--- Document text ---
Compilation album
- Released: 1998
- Recorded: Mid-1960s
- Genres: Garage rock, psychedelic rock
- Label: AIP

chronology
| Essential Pebbles, Volume 1 (1997) | Essential Pebbles, Volume 2 (1998) | Essential Pebbles, Volume 3 (2000) |

= Essential Pebbles, Volume 2 =

Essential Pebbles, Volume 2 is a compilation album in the Essential Pebbles series. Although subtitled Still More Ultimate '66 garage classics!, not all of the recordings on the album were originally released in 1966.

==Release data==
This album was released on AIP Records in 1998 as #AIP-CD-1060. The cover drawing is a colored version of the cover of the Pebbles, Volume 11 LP, the first album in the Pebbles series that was released by AIP Records.

==Notes on the tracks==
The first CD, subtitled "The Best of the Rest of Pebbles Vinyl LPs" collects previously un-reissued, mostly American recordings from the LPs in the Pebbles series that are making their first appearance on CD; also, the tracks on the second CD have been previously un-reissued in any form.

Perhaps because of complaints from purchasers of the first volume, more information is included in the liner notes in this second volume. For instance, Mike Stax in his 1998 review of Essential Pebbles, Volume 1 in the Ugly Things fanzine, groused: "Unfortunately also, we're left in the dark regarding any info on these groups". The following information about some of the bands was taken from these liner notes. The Rogues is one of at least 3 bands by the name that were recording in Louisiana alone. Evil Enc Group – also known as Evil Encorporated – is the only band on the first CD that has two included songs. Some of the members of Magic Plants are said to have later been in the Left Banke. "More than I Have" is an inventive psychedelic recording that was one of the best tracks on the higher numbered volumes in the Pebbles series and comes from a demo tape supplied by the band. "That Creature" is a bad-taste recording that includes the line "Leave that ugly thing from another planet", courtesy of a band from Georgia.
--- Stored data ---
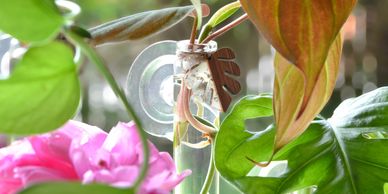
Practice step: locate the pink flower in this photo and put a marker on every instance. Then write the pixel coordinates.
(81, 152)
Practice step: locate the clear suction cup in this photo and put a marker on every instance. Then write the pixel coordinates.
(150, 86)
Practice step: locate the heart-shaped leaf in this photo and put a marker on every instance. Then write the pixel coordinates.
(234, 144)
(42, 93)
(73, 187)
(222, 67)
(303, 33)
(221, 15)
(139, 26)
(30, 20)
(335, 156)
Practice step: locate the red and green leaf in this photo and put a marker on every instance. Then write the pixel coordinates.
(303, 32)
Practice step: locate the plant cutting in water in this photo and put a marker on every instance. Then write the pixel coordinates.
(298, 153)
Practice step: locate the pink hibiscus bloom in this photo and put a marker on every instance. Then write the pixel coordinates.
(81, 152)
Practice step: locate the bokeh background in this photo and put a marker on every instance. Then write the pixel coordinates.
(364, 65)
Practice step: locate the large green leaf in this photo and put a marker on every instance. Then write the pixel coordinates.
(42, 93)
(30, 20)
(139, 26)
(346, 154)
(234, 144)
(73, 187)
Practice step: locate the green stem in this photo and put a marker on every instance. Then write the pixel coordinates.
(97, 60)
(225, 28)
(210, 174)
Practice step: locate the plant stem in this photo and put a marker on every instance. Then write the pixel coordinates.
(98, 61)
(225, 28)
(194, 31)
(210, 173)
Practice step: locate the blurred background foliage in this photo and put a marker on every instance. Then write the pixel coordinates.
(363, 67)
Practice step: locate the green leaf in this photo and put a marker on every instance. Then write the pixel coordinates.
(386, 188)
(73, 187)
(139, 26)
(218, 17)
(30, 20)
(223, 13)
(42, 93)
(331, 156)
(234, 143)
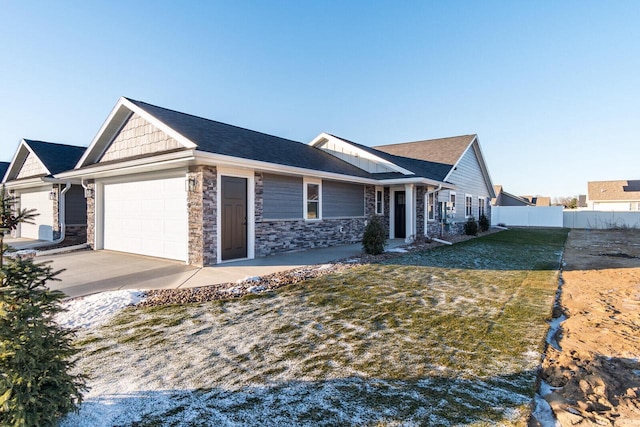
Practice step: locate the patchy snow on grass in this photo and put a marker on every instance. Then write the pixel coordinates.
(96, 309)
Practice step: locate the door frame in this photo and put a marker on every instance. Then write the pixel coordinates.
(249, 175)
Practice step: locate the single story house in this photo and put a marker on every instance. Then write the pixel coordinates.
(168, 184)
(507, 199)
(618, 195)
(60, 204)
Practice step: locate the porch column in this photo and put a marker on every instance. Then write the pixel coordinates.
(410, 209)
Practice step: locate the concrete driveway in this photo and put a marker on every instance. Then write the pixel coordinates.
(88, 272)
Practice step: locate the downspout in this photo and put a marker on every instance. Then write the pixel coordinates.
(426, 227)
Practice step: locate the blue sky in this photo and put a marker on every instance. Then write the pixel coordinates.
(551, 88)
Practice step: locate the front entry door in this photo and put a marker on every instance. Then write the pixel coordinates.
(400, 211)
(234, 217)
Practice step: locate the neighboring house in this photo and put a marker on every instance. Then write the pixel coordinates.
(613, 195)
(507, 199)
(168, 184)
(4, 166)
(457, 161)
(538, 200)
(60, 204)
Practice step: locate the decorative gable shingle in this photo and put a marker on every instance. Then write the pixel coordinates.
(138, 138)
(31, 167)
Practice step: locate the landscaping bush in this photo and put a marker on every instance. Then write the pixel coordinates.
(483, 223)
(374, 240)
(471, 227)
(36, 386)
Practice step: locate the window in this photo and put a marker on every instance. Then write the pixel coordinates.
(431, 211)
(481, 202)
(379, 201)
(452, 203)
(468, 205)
(312, 198)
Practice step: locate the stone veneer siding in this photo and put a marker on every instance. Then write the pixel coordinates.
(139, 137)
(201, 205)
(279, 236)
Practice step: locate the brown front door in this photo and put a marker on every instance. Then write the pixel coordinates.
(234, 217)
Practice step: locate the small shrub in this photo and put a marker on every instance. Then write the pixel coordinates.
(471, 227)
(36, 354)
(374, 239)
(483, 223)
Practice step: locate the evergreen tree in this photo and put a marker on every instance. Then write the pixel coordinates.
(36, 354)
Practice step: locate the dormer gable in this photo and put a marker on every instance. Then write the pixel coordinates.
(354, 154)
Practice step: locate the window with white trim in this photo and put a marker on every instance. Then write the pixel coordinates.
(468, 205)
(452, 203)
(431, 206)
(379, 201)
(312, 197)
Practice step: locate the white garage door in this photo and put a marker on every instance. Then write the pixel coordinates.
(147, 218)
(43, 223)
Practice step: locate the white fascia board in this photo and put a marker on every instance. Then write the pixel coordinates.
(230, 161)
(324, 137)
(154, 163)
(121, 112)
(18, 160)
(421, 181)
(25, 183)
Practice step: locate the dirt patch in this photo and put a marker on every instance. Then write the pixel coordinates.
(597, 370)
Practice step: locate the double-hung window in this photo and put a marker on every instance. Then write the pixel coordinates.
(481, 202)
(312, 196)
(468, 205)
(379, 201)
(431, 211)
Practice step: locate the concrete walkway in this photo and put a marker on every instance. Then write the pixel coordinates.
(87, 272)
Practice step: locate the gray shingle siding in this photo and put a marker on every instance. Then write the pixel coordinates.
(340, 199)
(282, 197)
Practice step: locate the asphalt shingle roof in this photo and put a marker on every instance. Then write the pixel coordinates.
(422, 168)
(4, 166)
(221, 138)
(56, 157)
(614, 190)
(446, 151)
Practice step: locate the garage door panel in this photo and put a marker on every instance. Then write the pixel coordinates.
(147, 218)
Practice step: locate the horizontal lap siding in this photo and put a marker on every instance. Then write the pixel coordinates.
(468, 179)
(341, 199)
(282, 197)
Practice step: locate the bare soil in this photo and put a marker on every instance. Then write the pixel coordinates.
(597, 370)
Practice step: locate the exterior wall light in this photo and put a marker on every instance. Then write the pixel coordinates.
(191, 184)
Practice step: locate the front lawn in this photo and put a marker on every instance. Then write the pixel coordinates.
(451, 336)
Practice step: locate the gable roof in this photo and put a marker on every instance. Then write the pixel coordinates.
(446, 151)
(613, 190)
(4, 166)
(210, 136)
(53, 157)
(421, 168)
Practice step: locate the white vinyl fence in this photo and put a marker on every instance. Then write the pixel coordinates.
(527, 216)
(556, 216)
(601, 219)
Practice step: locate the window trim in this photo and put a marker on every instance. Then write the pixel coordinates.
(431, 208)
(468, 206)
(379, 201)
(305, 200)
(484, 206)
(452, 203)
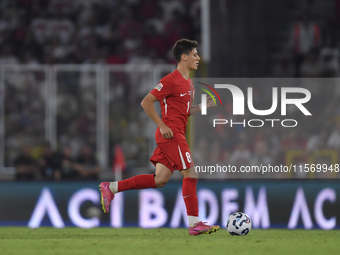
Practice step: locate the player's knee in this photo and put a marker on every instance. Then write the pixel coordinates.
(161, 183)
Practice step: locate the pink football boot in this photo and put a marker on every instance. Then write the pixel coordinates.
(202, 228)
(106, 196)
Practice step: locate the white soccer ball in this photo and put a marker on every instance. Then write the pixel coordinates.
(239, 224)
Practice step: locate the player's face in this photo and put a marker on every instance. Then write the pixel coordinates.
(193, 59)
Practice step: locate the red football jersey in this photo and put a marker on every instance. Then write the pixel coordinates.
(175, 95)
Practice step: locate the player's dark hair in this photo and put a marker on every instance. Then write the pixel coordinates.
(183, 46)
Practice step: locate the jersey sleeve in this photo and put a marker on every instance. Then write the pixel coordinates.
(164, 88)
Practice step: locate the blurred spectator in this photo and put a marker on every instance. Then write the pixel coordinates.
(305, 36)
(329, 57)
(87, 166)
(171, 6)
(311, 67)
(50, 163)
(70, 170)
(317, 141)
(241, 155)
(334, 138)
(26, 166)
(261, 154)
(6, 56)
(157, 21)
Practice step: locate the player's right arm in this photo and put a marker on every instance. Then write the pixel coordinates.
(147, 104)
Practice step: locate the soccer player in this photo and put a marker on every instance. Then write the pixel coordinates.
(175, 92)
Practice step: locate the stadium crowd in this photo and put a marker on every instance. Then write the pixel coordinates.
(94, 31)
(142, 32)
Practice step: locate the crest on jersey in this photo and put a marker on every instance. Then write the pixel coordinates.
(159, 86)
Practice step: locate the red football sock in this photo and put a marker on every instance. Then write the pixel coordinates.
(142, 181)
(190, 196)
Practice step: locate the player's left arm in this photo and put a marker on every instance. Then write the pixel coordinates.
(196, 108)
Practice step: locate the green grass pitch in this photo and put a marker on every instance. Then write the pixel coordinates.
(20, 240)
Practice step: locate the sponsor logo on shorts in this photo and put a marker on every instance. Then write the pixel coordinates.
(159, 86)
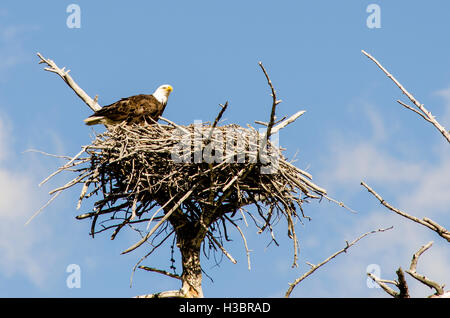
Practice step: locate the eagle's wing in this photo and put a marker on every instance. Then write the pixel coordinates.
(133, 109)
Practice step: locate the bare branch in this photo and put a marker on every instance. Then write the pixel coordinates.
(151, 269)
(400, 284)
(425, 113)
(52, 67)
(412, 271)
(275, 102)
(440, 230)
(315, 267)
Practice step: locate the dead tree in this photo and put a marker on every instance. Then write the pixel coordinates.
(189, 183)
(401, 283)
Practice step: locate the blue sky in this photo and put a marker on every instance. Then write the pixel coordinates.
(352, 130)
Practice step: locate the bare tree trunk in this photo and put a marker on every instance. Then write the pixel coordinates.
(192, 271)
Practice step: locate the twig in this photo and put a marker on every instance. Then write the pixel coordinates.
(275, 102)
(440, 230)
(287, 121)
(315, 267)
(166, 216)
(52, 67)
(224, 251)
(400, 284)
(425, 113)
(412, 271)
(151, 269)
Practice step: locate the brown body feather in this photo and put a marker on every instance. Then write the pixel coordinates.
(133, 109)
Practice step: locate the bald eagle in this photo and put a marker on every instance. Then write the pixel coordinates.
(134, 109)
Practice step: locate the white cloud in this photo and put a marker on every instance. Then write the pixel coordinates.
(418, 184)
(445, 94)
(20, 246)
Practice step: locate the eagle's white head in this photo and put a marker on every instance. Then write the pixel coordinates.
(162, 93)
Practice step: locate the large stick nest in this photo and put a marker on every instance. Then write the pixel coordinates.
(145, 173)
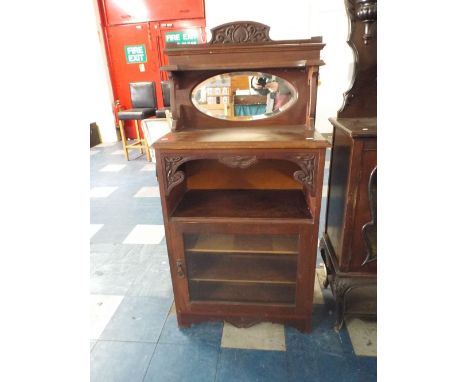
---
__Given problem__
Decide whether each statement agrees with the Essential Pebbles, Volume 2 text, answering yes or no and quoting the deciding words. 1. The album came out on AIP Records under the number AIP-CD-1060. 2. Every recording on the album was first released in 1966. 3. Evil Enc Group is the only band on the first CD with two included songs.

__Final result__
1. Yes: "This album was released on AIP Records in 1998 as #AIP-CD-1060."
2. No: "not all of the recordings on the album were originally released in 1966."
3. Yes: "is the only band on the first CD that has two included songs."